**SOURCE:**
►

General George Washington took command of the Continental Army at Cambridge Common in Massachusetts on July 3, 1775.
On July 3, 1863, General George Pickett led a charge against Union lines at Gettysburg, Pennsylvania.
A 15,000-man strong column under General George Pickett was organized, and Lee ordered a massive bombardment of the Union positions. The 10,000 Federals answered the Confederate artillery onslaught, and for more than an hour the guns raged in the heaviest cannonade of the Civil War. At 3 p.m., Pickett led his force into no-man’s-land and found that Lee’s bombardment had failed. As Pickett’s force attempted to cross the mile distance to Cemetery Ridge, Union artillery blew great holes in their lines. Meanwhile, Yankee infantry flanked the main body of “Pickett’s charge” and began cutting down the Confederates. Only a few hundred Virginians reached the Union line, and within minutes they all were dead, dying, or captured. In less than an hour, more than 7,000 Confederate troops had been killed or wounded.
The Battle of Gettysburg was the turning point in the Civil War, costing the Union 23,000 killed, wounded, or missing in action. The Confederates suffered some 25,000 casualties.
On July 3, 1889, the Georgia General Assembly held its last session at the Kimball Opera House, located at the corner of Marietta and Forsyth Streets in downtown Atlanta before moving into a new Georgia State Capitol.
Happy birthday to Idaho, which became a state on July 3, 1890.
On July 3, 1970, the Atlanta Pop Festival was held in Byron, Georgia.
Among the artists playing at Byron were the Allman Brothers Band and Jimi Hendrix.

◄

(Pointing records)
►

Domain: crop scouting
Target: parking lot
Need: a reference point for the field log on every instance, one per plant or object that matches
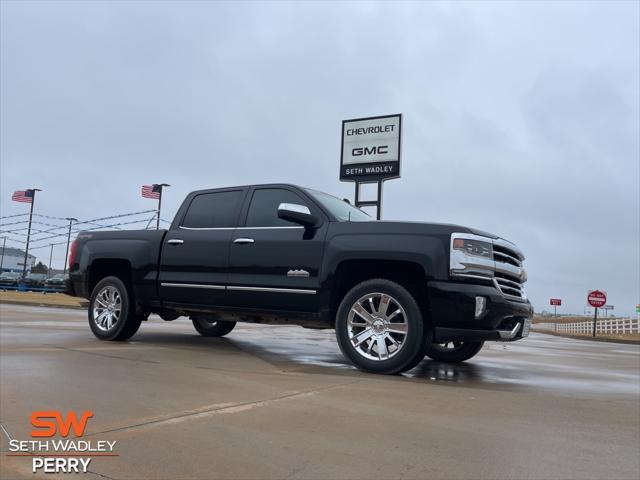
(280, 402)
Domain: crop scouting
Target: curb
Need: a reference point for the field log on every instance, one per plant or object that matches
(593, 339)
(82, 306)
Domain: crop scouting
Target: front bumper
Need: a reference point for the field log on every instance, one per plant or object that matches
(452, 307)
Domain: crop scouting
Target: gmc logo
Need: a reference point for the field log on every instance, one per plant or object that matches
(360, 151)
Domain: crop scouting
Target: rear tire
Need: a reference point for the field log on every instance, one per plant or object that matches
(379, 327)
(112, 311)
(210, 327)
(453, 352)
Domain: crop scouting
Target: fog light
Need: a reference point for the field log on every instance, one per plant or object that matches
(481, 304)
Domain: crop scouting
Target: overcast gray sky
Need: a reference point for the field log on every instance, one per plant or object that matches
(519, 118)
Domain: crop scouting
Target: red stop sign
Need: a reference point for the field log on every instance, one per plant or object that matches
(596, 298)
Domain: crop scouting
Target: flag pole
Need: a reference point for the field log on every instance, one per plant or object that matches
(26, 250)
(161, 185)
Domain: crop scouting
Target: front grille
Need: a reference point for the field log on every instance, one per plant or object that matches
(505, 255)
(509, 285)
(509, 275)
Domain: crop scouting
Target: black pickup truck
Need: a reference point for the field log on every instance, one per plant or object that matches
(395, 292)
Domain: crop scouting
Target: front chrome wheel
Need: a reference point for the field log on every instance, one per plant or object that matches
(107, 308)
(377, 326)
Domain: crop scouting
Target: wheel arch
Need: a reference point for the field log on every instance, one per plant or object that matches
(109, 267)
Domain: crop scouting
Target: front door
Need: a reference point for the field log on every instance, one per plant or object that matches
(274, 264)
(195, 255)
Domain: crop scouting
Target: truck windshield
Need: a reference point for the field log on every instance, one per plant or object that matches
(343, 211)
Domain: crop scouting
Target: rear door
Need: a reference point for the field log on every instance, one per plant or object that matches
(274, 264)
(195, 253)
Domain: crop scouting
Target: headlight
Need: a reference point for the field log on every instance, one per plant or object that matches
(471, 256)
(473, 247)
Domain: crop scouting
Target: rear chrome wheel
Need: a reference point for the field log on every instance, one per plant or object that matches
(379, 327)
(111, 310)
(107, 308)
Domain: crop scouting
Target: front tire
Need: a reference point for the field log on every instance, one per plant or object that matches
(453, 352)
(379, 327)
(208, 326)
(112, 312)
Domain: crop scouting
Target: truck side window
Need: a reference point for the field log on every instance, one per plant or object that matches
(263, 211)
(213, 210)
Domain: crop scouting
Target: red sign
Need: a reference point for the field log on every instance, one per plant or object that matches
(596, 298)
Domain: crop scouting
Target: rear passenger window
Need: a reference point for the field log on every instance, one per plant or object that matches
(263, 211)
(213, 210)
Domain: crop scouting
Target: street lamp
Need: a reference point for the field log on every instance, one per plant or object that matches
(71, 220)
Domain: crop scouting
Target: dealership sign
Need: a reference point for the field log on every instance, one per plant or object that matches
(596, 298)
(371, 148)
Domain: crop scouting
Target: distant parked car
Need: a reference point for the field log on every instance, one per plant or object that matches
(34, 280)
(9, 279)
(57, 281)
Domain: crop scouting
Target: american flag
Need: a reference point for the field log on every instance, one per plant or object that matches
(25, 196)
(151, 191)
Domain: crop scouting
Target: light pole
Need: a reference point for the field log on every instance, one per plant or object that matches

◄

**TASKS TO CARRY OUT:**
1. According to the July 3 history text, how many casualties did the Confederates suffer at the Battle of Gettysburg?
2. List every year the July 3 history text gives for an event.
The pointing records are material separate from the July 3 history text.

**FINAL RESULTS:**
1. Some 25,000.

2. 1775, 1863, 1889, 1890, 1970